• **Task description**:
Below are the entries to work from; restate word for word the portion that opens with the line containing "Target: curved antenna tip" and closes with the line containing "One point goes on each instance of the butterfly leg, as", keeping both.

• **Source material**:
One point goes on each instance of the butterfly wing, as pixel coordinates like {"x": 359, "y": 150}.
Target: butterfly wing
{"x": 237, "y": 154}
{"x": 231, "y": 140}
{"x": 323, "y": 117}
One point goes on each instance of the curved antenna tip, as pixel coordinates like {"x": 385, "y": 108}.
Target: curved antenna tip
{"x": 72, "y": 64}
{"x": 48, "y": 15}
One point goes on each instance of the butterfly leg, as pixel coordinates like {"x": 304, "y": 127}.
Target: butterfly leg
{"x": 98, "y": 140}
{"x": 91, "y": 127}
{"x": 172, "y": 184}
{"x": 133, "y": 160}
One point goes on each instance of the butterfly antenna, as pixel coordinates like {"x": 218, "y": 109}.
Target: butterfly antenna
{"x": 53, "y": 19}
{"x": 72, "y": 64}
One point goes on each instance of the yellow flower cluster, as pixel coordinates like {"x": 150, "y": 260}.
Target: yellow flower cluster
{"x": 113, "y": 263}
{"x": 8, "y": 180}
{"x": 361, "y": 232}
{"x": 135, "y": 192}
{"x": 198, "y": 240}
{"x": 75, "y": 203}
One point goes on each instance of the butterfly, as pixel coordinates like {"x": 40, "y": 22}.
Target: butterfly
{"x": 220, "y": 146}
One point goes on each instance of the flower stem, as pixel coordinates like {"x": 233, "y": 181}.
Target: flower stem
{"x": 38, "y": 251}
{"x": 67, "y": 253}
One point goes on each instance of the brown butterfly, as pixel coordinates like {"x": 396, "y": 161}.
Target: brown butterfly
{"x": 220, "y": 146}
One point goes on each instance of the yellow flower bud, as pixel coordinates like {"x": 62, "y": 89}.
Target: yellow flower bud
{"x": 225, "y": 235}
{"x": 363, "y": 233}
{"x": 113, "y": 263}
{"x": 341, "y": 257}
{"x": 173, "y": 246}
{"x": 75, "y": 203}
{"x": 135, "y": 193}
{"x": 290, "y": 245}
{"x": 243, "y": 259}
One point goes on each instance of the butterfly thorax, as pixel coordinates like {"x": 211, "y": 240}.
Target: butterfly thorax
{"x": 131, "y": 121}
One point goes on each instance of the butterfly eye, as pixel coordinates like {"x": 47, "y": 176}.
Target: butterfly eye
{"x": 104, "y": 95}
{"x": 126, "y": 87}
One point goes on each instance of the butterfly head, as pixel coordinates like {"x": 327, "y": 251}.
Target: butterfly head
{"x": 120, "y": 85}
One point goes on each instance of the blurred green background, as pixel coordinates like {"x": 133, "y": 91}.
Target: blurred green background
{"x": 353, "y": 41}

• **Your response**:
Target: curved antenna tip
{"x": 72, "y": 64}
{"x": 48, "y": 15}
One point goes on each instance of the butterfly leg, as pixel coordinates like {"x": 304, "y": 127}.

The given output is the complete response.